Strip the pictures and reproduce the rest of the listing exactly.

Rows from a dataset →

# # # # #

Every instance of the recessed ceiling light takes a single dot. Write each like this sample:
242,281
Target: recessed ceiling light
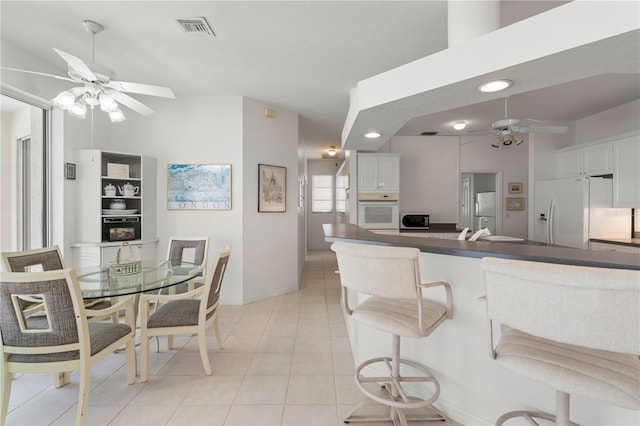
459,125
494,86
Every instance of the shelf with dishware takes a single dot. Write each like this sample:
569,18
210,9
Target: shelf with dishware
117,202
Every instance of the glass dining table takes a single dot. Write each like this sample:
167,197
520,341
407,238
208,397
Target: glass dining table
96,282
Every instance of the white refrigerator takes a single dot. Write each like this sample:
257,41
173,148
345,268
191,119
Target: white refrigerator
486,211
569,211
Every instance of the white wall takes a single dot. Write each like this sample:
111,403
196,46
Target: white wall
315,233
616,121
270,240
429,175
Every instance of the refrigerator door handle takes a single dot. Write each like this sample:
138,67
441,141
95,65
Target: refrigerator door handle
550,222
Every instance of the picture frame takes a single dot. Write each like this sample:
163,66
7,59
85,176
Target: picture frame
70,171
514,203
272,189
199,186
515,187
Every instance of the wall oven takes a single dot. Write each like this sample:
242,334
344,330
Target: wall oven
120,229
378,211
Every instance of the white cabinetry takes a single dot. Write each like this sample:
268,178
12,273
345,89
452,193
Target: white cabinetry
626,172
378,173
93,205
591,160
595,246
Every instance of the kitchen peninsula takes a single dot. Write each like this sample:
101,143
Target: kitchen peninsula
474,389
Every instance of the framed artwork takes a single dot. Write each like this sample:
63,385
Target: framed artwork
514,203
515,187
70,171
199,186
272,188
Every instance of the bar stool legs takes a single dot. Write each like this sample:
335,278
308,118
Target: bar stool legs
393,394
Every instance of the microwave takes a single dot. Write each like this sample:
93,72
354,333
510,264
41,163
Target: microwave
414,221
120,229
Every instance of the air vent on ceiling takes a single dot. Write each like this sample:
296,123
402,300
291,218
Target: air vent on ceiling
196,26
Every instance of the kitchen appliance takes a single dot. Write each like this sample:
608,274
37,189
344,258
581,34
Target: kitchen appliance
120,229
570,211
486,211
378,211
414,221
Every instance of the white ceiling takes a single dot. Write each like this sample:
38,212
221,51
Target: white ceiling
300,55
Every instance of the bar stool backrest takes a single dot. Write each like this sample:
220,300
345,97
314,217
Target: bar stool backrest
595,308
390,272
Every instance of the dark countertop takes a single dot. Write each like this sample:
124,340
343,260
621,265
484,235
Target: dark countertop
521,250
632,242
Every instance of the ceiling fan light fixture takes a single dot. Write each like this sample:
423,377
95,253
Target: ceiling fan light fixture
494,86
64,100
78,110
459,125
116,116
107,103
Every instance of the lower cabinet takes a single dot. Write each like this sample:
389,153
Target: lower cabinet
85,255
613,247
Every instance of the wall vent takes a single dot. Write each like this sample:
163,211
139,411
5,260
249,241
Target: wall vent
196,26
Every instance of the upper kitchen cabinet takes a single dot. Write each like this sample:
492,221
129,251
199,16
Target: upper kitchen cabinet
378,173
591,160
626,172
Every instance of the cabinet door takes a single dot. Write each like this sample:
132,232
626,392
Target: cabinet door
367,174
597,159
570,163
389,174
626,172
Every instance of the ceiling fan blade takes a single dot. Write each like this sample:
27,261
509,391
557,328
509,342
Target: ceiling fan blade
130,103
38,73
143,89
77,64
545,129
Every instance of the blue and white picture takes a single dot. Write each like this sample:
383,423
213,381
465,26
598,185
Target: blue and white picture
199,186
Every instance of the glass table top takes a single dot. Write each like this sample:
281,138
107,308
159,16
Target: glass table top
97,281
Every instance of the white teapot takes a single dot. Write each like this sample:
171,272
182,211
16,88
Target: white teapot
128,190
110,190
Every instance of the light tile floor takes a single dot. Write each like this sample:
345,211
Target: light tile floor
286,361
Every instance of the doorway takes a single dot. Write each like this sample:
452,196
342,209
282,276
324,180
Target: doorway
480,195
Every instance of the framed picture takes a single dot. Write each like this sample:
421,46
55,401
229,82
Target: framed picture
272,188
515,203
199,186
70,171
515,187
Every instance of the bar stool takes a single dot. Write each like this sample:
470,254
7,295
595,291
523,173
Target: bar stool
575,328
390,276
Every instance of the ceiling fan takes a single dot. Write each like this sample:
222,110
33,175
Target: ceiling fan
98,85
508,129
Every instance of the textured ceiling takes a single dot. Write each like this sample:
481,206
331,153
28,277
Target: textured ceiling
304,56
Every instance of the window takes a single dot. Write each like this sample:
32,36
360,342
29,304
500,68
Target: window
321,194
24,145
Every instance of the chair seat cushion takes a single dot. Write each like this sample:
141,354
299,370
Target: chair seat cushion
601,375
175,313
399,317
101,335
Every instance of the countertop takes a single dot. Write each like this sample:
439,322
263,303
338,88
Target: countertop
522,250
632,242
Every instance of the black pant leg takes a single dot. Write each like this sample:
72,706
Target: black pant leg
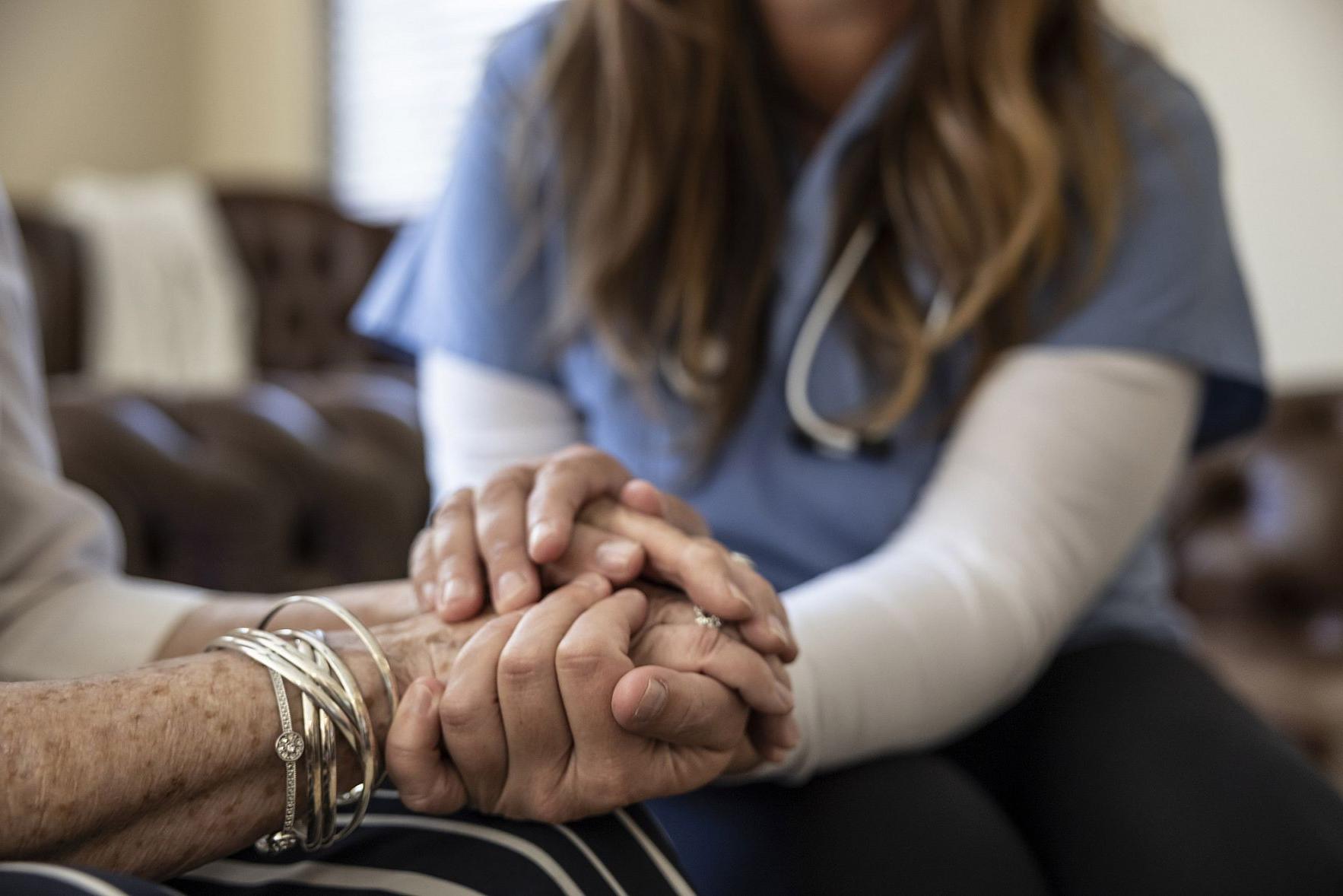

# # # # #

Solution to this task →
Every instance of the recessed ceiling light takes a single dot. Write each like this sample:
242,281
Target: recessed ceiling light
459,125
494,86
Every instance of the shelf with dishware takes a single dot. Write each like this sample:
569,18
210,9
Target: shelf with dishware
117,202
Every instance of the glass dining table takes a single dot. Write each like this sample:
167,197
520,341
407,238
208,397
Target: glass dining table
96,282
Every instance of the white refrigerator takes a single dot. Write each like this sample:
257,41
173,148
345,268
191,119
Target: white refrigerator
486,211
569,211
Every instance of the white wall takes a single dot. Write each like this sample:
111,403
196,46
Target: white wall
315,233
616,121
270,240
429,175
Every instance of the refrigerator door handle takes a single dot. Write each like this sample:
138,67
441,141
95,65
Target: refrigerator door handle
550,222
Every instance of the picture frame takes a single dot. Write each like this sample:
163,66
7,59
85,176
Target: picture frame
70,171
514,203
272,189
199,186
515,187
Every instance of the wall oven takes a single dot. Write each like this sample:
242,334
344,330
Target: wall oven
120,229
378,211
Every instance of the white cabinetry takes a single dot. Write each like this sample:
268,178
12,273
345,89
452,193
Target: white cabinetry
626,172
378,173
93,205
591,160
595,246
Every instance of the kitchen peninsula takes a single dot. Write each like this sample:
101,143
Target: kitchen peninsula
474,389
Every instance of the framed artwork takes a single dot. Write each like this sample:
63,385
Target: framed artwork
514,203
515,187
70,171
199,186
272,188
Every instance of the bar stool legs takes a single dot. Write each like this sample:
335,278
308,118
Target: bar stool legs
393,394
Every instance of the microwave takes a single dot. Write each like this sample:
93,72
354,333
510,264
41,163
Target: microwave
414,221
120,229
Every instance of the air vent on ceiling takes a single dot. Write each like this sample:
296,123
402,300
291,218
Target: air vent on ceiling
196,26
Every instance of the kitchen appliance takes a single dot. Write each like this sample:
608,274
37,189
344,258
581,34
Target: kitchen appliance
120,229
570,211
486,211
378,211
414,221
Every instance of the white ceiling takes a single dot. Write each like this sample:
38,212
221,51
Target: white ceiling
300,55
Every instance of the bar stool backrest takes a single dot. Write each like this sample:
220,300
345,97
314,217
Target: bar stool backrest
595,308
390,272
Every instance of the dark countertop takes a single dot. Write each like this sample:
124,340
343,260
621,265
484,235
Target: dark countertop
521,250
632,242
Every instance of the ceiling fan light fixture takes a single dot. Write each like this sample:
423,377
95,253
Target: ceiling fan light fixture
494,86
64,100
78,110
459,125
116,116
107,103
Every instance of the lower cabinet takes a single dot. Write each like this sample:
389,153
Target: lower cabinet
85,255
613,247
Every instance of the wall vent takes a single dot. Write each like this sample:
163,211
139,411
5,260
249,241
Target: wall vent
196,26
Every instance of the upper kitchen cabinet takes a single dot. Write each like this sample:
492,221
129,251
199,16
Target: upper kitchen cabinet
378,173
591,160
626,172
Every instance of the cabinet door takes a single dot. Write each like this sample:
132,232
626,392
Target: cabinet door
367,174
597,159
570,163
389,174
626,172
Every instance of the ceiling fan blade takes a single dot. Write each like this sample:
27,261
509,391
557,328
509,342
Target: ceiling fan blade
130,103
38,73
143,89
77,64
545,129
Every instance of the blue and white picture takes a single dot. Write each like this sample:
383,423
213,381
465,26
598,185
Target: blue and white picture
199,186
Every instance of the glass table top takes a single dot. Write each like this sample:
281,138
107,308
159,16
Target: glass table top
97,281
Every instance of the white teapot takes a single dot. Write each like this sample:
171,272
182,211
16,88
Target: white teapot
128,190
110,190
Every instance of the light tile floor takes a single dot. Write each like this sample:
345,211
Target: light tile floor
286,361
Every instance of the doorway takes a single dot. Write each like this sample:
452,196
342,209
282,276
324,180
Target: doorway
480,195
Every instance of the framed picture takes a single dot. Write each like this sample:
421,46
55,401
229,82
Target: framed picture
272,188
515,203
199,186
70,171
515,187
Every instance of the bar stool takes a single dot. Write each like this sample:
470,254
7,295
595,291
523,173
Target: bar stool
575,328
390,276
Every instance of the ceiling fan takes a single dot. Write each like this sample:
222,110
33,175
Target: ceiling fan
98,85
508,129
Every instance of the textured ceiling takes a single dot. Write each like this sample:
481,206
331,153
28,277
Target: textured ceiling
304,56
Every instance of the window takes a single dot. Write each like this sample:
32,36
360,342
29,304
500,68
Target: window
321,194
24,145
Every instance of the chair seat cushion takes a single dot. Write each like this sample:
141,354
299,370
Target: chair seat cushion
601,375
175,313
399,317
101,335
Every instance of the countertop takes a single dot. Write each like this sample:
439,322
263,303
338,88
Target: countertop
522,250
632,242
Every instance of the black pant leg takes a single dot. Write each like this sample:
72,706
Target: black pant leg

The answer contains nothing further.